Even though agencies try to create realistic expectations during orientation, some cross-cultural worker candidates think that their cross-cultural service will be like a wonderful “honeymoon.” Though that may be the case for a short time, reality soon sets in.
When Dorothy Carey set sail for India, she was under no such illusion. As shown in the first brochure, she did not want to go. Unfortunately, reality was as bad as she thought it would be (or worse). She was on a ship for five months without stopping at a single port. During the first year on the field she had dysentery most of the time, and she lived four different places, at times with another family. She lived with the constant threat of malaria and attack by tigers. Her sister, who had promised to help her, left to get married. Near the end of the year, her five-year-old son died. Surely she would have said, “This is no honeymoon!”
Fortunately, most people do not have such a difficult time. We may ask questions such as: Is there a honeymoon period in cross-cultural work? Will becoming cross-cultural workers have an effect on our marriage? If both bride and groom want to be cross-cultural workers, wouldn’t it be good to spend the early years of their married life on the field? Does having children when beginning cross-cultural work have an effect on our marriage? Do men and women react differently?
During the early days or months of living in another culture, while still in “vacation mode,” a person experiences interest, fascination, joy, and enthusiasm living in another culture. This may last for days, weeks, or even months.
However, when the inevitable difficulties with language, people, housing, and food arise, people may become critical, frustrated, resentful, and angry. Simple tasks become daunting challenges, and disillusionment sets in. This post-honeymoon time is very hard on marriage relationships, resulting in lower satisfaction in marriages.
Though thousands of cross-cultural workers have experienced this over the last couple of centuries, it was not until the end of the twentieth century that Christopher Rosik at Link Care studied this change in marital satisfaction systematically. Over a twenty year period he gave couples the Marital Satisfaction Inventory (MSI) three times:
- First, while they were candidates (before serving as cross-cultural workers),
- Second, four years later, after their first term of service in another culture,
- Third, an additional four years later, after their second term of service.
He analyzed the data comparing gender, length marriage, and ages of children (if they had any). The MSI has a measure of overall satisfaction or dissatisfaction with the marriage. Rosik found that satisfaction with their marriage declined significantly during the four years between the first and second times they took the test (during the first term), and it remained lower four years later the third time (during their second term).
Of course, a similar phenomenon occurs in any marriage. During the early days or months after the wedding, while still in the “honeymoon stage,” a person experiences interest, fascination, joy, and enthusiasm for married life. This may last for days, weeks, or even months.
However, when the inevitable difficulties from different expectations, different backgrounds, and daily “drudgery” tasks of living arise, newly-weds may also become critical, frustrated, resentful, and angry. Maintaining the relationship may become a daunting challenge, and disillusionment may set in. This post-honeymoon time may be hard on a marriage.

## Material provided

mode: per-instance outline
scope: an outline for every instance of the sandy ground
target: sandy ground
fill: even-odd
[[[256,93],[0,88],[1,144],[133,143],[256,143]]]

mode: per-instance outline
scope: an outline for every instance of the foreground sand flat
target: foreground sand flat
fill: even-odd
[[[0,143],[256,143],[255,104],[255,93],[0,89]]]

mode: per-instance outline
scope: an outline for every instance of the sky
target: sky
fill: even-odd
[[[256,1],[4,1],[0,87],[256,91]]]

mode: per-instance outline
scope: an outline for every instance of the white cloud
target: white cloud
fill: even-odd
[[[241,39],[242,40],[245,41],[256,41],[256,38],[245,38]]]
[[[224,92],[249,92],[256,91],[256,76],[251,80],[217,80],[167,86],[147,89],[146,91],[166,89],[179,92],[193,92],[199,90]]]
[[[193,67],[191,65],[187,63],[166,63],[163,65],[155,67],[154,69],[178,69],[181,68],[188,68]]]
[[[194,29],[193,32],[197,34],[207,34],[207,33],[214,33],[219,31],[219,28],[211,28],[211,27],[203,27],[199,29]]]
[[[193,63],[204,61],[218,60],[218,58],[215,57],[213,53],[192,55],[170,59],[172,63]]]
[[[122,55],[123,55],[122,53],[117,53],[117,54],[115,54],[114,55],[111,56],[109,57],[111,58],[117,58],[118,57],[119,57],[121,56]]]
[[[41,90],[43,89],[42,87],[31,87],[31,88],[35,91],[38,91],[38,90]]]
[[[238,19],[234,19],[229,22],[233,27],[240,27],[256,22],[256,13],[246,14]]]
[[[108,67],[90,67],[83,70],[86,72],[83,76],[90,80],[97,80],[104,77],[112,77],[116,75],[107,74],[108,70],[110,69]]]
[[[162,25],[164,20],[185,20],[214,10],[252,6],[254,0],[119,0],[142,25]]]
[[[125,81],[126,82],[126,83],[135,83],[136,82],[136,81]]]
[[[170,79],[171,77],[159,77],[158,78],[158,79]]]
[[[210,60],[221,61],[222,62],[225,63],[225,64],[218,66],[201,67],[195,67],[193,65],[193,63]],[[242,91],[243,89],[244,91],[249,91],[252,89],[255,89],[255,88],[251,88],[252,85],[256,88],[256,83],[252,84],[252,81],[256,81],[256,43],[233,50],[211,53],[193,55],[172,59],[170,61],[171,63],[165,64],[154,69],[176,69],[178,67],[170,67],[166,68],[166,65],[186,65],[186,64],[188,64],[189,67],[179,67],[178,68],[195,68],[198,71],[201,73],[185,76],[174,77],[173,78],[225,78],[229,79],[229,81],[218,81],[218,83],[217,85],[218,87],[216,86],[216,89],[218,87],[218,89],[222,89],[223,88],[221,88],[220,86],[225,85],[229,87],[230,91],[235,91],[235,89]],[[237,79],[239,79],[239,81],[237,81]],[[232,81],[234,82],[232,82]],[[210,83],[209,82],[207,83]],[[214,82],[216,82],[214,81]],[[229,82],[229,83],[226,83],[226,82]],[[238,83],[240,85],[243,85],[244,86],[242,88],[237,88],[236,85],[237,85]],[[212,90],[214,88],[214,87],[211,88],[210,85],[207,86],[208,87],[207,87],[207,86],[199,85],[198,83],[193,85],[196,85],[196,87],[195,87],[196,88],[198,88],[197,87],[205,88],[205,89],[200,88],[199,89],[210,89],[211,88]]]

...

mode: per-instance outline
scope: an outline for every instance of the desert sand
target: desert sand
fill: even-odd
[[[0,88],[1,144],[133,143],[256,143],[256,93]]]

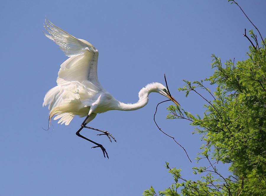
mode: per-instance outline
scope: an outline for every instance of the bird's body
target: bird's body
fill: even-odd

## Short task
Please duplicate word for word the part of the passage on marriage and cross-cultural service that opens with the words "He analyzed the" and closes with "life. This may last for days, weeks, or even months.".

## Reply to the exercise
He analyzed the data comparing gender, length marriage, and ages of children (if they had any). The MSI has a measure of overall satisfaction or dissatisfaction with the marriage. Rosik found that satisfaction with their marriage declined significantly during the four years between the first and second times they took the test (during the first term), and it remained lower four years later the third time (during their second term).
Of course, a similar phenomenon occurs in any marriage. During the early days or months after the wedding, while still in the “honeymoon stage,” a person experiences interest, fascination, joy, and enthusiasm for married life. This may last for days, weeks, or even months.